[Extracted records]
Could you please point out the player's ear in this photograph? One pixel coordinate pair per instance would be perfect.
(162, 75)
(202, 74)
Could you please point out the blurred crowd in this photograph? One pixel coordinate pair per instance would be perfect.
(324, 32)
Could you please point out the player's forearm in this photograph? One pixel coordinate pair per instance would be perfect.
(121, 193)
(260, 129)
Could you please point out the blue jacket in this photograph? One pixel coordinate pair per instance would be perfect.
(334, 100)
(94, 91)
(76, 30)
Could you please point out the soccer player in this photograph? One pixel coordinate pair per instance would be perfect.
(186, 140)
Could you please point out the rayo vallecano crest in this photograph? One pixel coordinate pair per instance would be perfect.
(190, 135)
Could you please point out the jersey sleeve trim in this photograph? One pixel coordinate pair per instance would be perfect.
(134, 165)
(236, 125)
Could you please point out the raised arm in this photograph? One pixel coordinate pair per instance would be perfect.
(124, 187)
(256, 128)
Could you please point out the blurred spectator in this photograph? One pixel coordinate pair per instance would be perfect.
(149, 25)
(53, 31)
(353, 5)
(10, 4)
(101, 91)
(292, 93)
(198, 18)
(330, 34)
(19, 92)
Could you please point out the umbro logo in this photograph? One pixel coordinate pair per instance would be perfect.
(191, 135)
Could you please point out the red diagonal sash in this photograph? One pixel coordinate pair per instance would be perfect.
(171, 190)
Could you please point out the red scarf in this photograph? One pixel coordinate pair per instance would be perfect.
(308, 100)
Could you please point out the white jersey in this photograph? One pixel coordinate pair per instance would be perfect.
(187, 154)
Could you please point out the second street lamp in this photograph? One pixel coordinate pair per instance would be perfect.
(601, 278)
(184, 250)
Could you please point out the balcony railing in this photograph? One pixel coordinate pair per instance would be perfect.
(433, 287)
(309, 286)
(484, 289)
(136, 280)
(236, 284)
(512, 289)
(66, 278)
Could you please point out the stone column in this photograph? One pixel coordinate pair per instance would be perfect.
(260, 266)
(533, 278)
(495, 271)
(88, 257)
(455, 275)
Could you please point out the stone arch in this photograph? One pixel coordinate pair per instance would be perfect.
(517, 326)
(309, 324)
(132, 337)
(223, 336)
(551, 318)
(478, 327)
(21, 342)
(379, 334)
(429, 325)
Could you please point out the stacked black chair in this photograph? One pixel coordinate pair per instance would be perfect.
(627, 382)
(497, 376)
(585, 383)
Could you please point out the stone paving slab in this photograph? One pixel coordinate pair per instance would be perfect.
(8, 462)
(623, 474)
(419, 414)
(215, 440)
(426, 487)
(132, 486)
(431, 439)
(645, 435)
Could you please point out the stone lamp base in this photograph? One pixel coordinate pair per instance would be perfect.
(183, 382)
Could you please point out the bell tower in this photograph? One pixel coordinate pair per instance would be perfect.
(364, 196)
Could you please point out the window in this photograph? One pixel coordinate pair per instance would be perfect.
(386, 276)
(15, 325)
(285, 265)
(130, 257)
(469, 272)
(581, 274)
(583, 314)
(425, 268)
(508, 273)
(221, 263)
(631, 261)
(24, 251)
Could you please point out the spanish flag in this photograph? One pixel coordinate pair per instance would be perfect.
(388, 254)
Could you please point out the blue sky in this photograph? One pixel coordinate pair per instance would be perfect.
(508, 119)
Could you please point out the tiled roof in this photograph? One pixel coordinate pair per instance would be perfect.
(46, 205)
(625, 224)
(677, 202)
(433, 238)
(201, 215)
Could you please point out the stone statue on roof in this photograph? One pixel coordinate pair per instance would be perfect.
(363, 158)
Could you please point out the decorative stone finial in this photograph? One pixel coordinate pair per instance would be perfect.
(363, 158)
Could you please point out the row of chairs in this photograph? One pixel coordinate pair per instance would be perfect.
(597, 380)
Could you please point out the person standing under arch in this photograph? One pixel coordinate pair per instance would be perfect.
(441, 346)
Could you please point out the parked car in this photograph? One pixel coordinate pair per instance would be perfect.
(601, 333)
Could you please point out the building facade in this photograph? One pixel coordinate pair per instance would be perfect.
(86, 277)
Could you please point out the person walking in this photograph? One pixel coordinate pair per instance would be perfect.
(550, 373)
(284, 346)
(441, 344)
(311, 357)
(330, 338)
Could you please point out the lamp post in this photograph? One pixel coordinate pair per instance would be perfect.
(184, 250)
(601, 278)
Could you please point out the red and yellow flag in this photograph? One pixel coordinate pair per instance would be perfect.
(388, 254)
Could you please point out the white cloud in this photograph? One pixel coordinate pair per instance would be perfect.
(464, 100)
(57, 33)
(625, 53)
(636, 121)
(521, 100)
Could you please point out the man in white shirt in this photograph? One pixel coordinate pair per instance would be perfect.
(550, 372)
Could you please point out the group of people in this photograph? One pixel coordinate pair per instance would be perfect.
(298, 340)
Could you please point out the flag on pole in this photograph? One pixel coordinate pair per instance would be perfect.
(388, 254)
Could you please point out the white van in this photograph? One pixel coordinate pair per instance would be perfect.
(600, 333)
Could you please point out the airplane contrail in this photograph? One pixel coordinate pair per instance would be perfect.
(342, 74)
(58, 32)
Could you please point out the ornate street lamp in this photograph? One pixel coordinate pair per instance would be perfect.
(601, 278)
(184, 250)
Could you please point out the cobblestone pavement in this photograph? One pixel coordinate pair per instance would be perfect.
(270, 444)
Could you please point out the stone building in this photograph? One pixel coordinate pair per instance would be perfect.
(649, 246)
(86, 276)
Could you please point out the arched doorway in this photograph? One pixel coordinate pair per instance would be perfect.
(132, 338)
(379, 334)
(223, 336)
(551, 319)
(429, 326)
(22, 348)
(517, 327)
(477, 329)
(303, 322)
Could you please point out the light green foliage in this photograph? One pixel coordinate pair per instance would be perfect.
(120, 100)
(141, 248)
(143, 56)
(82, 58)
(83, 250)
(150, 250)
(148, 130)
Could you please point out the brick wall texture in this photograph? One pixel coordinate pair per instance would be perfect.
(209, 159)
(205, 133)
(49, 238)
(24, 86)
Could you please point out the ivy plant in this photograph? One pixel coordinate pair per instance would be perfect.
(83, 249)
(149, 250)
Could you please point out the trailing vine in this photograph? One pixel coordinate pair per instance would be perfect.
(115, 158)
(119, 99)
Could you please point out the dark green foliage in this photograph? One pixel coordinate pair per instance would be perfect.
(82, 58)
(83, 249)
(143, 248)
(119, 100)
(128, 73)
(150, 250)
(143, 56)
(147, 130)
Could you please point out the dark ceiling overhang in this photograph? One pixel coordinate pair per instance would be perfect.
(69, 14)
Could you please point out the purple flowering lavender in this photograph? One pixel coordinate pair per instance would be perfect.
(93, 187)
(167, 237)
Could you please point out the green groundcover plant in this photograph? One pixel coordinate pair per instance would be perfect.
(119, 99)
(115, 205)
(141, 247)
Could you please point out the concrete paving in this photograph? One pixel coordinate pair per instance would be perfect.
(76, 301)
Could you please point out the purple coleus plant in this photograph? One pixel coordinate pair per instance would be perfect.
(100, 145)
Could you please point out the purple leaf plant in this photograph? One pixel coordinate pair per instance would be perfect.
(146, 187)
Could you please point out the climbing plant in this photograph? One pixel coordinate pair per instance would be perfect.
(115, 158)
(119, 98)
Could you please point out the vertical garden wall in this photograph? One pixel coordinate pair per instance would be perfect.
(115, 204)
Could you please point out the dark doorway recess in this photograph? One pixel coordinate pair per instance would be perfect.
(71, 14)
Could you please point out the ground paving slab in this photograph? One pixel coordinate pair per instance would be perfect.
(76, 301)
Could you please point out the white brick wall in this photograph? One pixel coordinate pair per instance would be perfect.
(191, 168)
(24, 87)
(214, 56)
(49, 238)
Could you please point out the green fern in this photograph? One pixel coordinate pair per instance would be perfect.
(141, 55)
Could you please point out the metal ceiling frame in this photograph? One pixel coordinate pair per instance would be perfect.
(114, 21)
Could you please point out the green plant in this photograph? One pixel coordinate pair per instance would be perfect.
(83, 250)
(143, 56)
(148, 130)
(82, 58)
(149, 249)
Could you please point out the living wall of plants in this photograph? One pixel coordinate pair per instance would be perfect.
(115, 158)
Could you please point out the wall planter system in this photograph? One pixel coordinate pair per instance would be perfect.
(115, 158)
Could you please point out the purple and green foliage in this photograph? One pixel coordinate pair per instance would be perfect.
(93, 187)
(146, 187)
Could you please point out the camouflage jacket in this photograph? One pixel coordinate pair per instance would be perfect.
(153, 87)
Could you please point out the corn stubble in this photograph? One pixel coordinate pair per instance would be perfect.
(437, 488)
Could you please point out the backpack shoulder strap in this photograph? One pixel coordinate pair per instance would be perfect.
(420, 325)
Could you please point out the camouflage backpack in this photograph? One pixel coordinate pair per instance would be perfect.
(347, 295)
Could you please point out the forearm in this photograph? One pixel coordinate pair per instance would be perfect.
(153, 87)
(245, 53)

### Your goal
Write out exactly the lines of the entries above that run from the line containing "Could you please point out the purple and" through the last line, including both.

### Result of the task
Could you please point out the purple and green foliage in this photograph? One pixel coordinate pair per instance would be perfect.
(93, 187)
(146, 187)
Could you please point out the camouflage jacket in this photograph? One pixel coordinate pair per instance would be perfect.
(153, 87)
Could you please point out the corn stubble in this photograph? One pixel coordinate pair per instance would be perfect.
(437, 488)
Could you please point out the backpack shoulder strap in this photograph? One pixel coordinate pair per instance would be perfect.
(420, 325)
Could you please point out the camouflage backpack in this photograph? One pixel coordinate pair per instance would be perfect.
(347, 295)
Could you please point out the forearm in this photograph? One pixel coordinate pair per instance would be perfect.
(153, 87)
(245, 53)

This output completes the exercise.